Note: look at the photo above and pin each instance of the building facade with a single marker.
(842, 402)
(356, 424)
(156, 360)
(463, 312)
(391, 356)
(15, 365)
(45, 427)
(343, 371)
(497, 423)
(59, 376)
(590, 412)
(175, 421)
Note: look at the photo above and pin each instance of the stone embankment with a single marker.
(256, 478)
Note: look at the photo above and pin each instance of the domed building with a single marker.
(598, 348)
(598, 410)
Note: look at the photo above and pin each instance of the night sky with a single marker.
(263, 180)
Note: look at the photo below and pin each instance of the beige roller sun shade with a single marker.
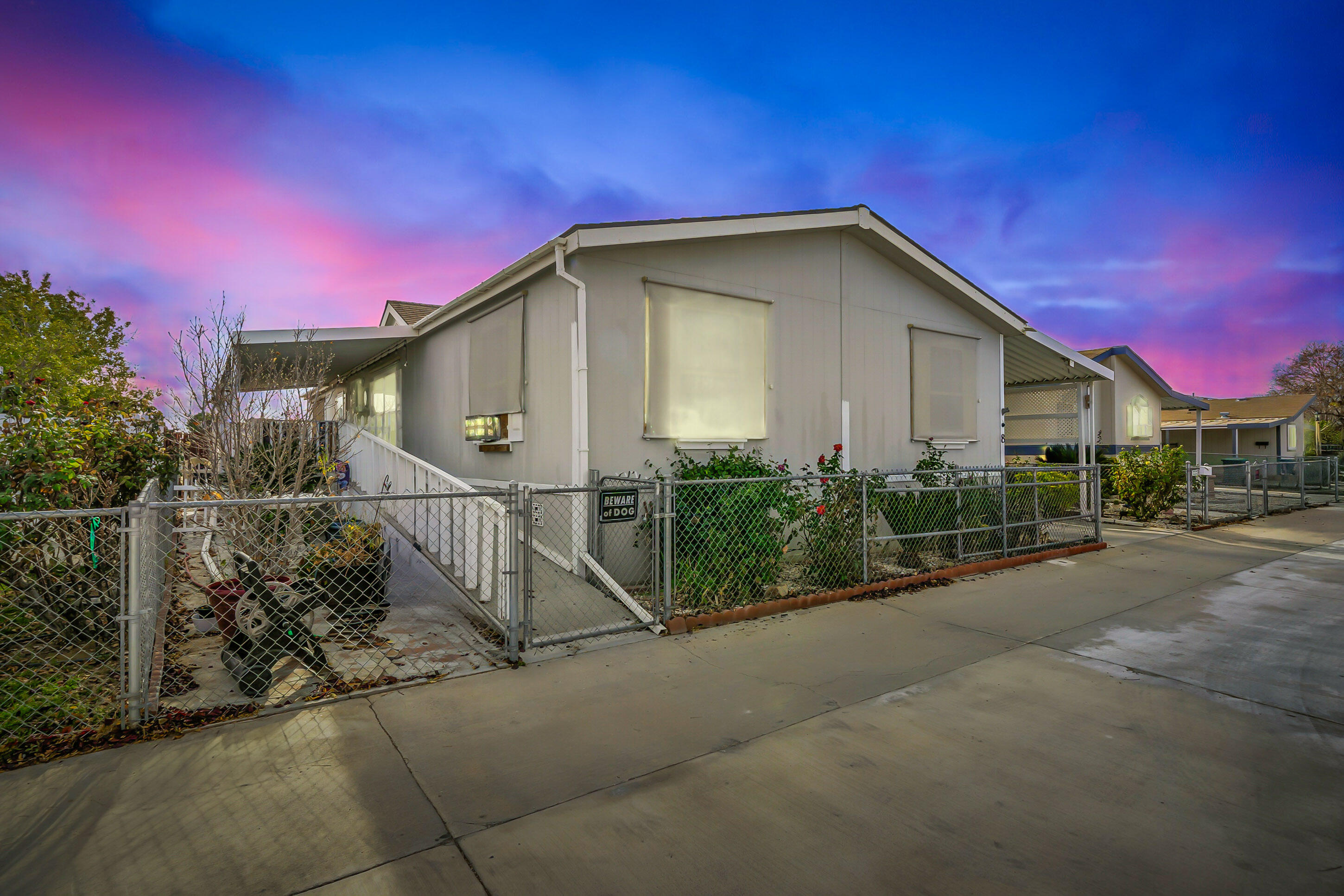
(705, 366)
(943, 386)
(495, 383)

• _TASK OBJECTIVE_:
Print the material in full and exactly; the pictures must not be printed.

• _TASK ANSWER_:
Note: look at the photo above and pin each instance of the building facade with a single marker.
(842, 402)
(356, 424)
(156, 360)
(463, 312)
(391, 356)
(15, 365)
(45, 427)
(343, 371)
(497, 423)
(59, 376)
(590, 412)
(175, 421)
Note: look at the photo above and pin each instance of the stone embankment with a single marker.
(256, 478)
Note: look at the photo above and pin each instance of the domed building with a single marker.
(598, 348)
(598, 410)
Note: look at the photo above and pin each instance of the night sky with a single marker.
(263, 180)
Note: look at the photo below and pin each instance of the beige roller sun shade with a single marker.
(705, 366)
(943, 386)
(495, 383)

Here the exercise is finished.